• **What needs to be done**:
Reproduce verbatim the lines below, starting at the line that contains "Shelf-audit tagging: for every instance of the yellow" and ending at the line that contains "x=438, y=147", both included.

(Recorded data)

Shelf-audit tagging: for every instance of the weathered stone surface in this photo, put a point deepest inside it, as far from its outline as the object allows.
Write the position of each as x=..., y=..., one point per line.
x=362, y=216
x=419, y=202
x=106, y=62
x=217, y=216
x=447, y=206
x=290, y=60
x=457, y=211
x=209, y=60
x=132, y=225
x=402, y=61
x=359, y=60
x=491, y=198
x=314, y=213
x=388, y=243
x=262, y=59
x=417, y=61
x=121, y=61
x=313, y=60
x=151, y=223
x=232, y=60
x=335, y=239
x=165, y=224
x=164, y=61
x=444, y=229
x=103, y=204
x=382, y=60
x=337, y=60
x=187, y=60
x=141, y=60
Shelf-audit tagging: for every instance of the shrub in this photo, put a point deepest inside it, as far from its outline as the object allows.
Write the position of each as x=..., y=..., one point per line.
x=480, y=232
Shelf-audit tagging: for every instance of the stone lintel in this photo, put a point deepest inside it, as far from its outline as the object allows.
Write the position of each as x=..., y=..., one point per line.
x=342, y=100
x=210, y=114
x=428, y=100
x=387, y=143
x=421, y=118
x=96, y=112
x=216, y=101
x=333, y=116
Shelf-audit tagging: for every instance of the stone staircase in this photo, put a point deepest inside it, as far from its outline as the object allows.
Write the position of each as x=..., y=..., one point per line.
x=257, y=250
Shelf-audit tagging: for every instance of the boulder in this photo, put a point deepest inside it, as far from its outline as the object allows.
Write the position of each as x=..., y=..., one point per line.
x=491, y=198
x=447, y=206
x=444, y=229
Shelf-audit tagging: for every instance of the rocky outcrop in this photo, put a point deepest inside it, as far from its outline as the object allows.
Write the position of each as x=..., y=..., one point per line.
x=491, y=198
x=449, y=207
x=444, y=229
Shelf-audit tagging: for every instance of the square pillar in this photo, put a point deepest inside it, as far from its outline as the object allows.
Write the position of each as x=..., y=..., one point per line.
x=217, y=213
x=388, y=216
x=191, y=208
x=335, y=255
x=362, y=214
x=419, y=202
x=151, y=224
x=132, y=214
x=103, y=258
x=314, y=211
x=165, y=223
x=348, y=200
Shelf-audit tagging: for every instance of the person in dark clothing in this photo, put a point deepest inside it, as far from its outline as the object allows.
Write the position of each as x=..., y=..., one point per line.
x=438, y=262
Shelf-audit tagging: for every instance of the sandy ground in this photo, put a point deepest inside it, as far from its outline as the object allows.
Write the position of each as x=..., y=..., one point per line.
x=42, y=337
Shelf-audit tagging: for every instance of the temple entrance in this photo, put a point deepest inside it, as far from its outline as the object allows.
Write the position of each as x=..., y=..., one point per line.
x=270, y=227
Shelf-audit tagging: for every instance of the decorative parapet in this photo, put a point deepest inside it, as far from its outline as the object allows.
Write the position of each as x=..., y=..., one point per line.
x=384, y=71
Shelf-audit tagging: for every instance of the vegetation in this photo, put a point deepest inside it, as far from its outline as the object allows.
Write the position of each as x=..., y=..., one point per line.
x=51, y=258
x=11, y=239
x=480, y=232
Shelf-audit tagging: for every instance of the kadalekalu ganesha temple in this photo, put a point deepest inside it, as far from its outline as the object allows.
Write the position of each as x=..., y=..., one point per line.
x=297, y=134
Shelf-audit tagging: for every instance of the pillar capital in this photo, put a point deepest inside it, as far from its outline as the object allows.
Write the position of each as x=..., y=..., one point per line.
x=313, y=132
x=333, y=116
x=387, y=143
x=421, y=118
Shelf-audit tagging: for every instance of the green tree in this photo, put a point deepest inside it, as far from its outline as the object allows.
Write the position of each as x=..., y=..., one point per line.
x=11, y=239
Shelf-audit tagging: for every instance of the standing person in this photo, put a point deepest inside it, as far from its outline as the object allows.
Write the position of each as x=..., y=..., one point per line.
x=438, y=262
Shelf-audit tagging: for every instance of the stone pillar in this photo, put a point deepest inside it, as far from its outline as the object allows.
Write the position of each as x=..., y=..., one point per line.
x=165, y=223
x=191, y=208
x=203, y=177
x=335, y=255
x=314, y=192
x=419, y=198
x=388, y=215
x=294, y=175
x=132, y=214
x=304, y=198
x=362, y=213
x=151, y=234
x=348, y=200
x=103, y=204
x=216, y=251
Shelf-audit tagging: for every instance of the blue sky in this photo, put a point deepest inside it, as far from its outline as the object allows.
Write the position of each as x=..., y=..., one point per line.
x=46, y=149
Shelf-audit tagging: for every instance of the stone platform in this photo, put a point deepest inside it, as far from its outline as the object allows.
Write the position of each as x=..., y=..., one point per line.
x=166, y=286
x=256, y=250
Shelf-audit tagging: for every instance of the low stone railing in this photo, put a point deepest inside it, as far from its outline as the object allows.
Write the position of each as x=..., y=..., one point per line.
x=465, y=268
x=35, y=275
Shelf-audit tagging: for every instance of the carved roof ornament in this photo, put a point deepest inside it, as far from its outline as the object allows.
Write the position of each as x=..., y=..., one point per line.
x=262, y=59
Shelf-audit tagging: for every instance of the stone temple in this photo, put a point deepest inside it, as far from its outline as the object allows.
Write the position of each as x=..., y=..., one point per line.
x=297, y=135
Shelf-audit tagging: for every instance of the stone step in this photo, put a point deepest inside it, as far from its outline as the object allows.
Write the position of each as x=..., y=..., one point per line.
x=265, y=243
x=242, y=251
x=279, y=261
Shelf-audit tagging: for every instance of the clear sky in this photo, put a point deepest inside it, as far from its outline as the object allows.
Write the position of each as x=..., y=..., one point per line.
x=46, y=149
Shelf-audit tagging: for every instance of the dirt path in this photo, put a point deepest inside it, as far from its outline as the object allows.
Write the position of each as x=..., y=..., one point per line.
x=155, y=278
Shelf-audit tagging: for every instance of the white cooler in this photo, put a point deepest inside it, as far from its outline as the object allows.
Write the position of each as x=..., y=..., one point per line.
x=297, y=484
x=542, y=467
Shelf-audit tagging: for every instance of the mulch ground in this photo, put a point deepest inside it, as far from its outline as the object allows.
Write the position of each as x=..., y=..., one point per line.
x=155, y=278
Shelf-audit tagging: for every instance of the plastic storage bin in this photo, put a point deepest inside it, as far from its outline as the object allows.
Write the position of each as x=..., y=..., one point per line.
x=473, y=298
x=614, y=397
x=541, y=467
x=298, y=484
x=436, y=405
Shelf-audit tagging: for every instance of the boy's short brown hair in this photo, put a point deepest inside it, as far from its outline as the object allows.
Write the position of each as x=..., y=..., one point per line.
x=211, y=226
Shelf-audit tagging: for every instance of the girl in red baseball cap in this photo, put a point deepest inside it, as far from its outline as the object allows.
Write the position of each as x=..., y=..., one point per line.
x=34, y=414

---

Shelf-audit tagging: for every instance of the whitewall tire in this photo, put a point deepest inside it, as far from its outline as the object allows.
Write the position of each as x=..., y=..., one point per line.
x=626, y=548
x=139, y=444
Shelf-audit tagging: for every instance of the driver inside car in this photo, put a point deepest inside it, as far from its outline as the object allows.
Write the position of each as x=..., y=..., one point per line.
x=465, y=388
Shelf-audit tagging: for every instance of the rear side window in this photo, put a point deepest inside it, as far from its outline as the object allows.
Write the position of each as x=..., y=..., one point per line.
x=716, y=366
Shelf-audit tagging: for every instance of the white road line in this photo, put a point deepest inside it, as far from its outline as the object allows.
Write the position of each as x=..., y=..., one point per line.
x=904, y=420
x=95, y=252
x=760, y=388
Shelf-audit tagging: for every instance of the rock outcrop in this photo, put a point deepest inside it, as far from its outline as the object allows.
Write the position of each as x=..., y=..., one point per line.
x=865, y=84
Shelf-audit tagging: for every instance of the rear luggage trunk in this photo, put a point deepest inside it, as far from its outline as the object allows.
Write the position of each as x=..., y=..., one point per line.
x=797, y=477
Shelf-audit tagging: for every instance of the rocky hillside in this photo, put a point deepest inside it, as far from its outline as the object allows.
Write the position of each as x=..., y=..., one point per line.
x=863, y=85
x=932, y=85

==

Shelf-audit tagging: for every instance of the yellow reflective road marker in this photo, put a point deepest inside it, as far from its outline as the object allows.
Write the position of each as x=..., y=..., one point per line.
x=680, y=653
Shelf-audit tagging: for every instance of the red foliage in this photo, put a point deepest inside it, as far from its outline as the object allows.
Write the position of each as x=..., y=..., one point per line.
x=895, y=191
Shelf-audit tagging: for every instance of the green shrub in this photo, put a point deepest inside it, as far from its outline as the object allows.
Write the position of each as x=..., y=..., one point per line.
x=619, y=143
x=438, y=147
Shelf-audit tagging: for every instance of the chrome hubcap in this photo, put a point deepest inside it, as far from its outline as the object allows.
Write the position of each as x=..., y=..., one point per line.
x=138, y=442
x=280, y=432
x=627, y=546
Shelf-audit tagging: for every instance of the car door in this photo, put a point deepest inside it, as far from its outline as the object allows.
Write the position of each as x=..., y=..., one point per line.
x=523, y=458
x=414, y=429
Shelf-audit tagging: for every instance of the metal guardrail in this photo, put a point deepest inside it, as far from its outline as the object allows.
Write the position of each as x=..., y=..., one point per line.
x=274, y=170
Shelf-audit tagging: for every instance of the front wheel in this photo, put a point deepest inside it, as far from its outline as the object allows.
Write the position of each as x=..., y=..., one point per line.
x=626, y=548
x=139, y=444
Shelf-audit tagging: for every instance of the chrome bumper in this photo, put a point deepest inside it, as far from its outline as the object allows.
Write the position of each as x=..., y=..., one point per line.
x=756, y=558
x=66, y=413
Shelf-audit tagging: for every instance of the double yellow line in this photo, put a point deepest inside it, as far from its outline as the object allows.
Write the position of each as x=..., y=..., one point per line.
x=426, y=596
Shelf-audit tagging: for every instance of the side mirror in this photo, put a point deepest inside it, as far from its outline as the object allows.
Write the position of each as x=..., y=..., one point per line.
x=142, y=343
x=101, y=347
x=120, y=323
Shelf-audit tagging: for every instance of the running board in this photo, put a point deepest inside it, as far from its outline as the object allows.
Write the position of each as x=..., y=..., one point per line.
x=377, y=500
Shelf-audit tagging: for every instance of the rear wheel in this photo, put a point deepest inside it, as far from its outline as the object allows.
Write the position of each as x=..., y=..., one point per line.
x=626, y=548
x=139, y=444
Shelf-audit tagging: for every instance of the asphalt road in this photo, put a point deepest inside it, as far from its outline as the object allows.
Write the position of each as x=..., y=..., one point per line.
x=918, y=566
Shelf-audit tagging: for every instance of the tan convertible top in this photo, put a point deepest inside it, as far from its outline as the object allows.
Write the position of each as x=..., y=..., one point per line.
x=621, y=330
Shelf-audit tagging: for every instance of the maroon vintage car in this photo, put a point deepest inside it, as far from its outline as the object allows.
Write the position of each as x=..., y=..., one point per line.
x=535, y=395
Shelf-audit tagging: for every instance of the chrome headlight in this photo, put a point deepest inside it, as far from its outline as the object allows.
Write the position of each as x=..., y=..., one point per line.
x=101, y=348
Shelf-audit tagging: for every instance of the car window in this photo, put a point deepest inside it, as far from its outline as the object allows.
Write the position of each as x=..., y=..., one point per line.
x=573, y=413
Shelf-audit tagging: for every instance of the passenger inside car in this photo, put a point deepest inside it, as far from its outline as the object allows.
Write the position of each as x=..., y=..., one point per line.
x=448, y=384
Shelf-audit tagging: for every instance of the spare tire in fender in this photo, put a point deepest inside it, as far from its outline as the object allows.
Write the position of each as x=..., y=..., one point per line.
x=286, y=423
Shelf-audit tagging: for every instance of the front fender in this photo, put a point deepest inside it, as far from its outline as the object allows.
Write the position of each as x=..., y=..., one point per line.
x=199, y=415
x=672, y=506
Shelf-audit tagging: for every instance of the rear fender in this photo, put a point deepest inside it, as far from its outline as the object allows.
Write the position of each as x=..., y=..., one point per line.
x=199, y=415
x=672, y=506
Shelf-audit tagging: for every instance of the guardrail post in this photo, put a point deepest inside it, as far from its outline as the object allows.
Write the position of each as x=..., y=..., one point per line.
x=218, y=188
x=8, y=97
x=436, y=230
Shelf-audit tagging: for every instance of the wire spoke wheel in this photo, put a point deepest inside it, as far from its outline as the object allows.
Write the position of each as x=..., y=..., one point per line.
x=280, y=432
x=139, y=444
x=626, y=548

• **Result below**:
Shelf-audit tagging: for every instance of the yellow reflective road marker in this photo, put a point deepest inside it, as far from its outline as the object allows.
Write the position of each as x=..., y=..., one point per line.
x=680, y=653
Shelf-audit tagging: for every instance of the red foliage in this photo, put a point deepest inside it, as far from its outline as the object allows.
Write the position of each as x=..., y=..., one point per line.
x=895, y=191
Shelf-audit tagging: for every instance of the green shrub in this photo, put a point deepest inside it, as far from its outline as the object allows.
Write the position of each as x=..., y=..., one point per line.
x=619, y=143
x=438, y=147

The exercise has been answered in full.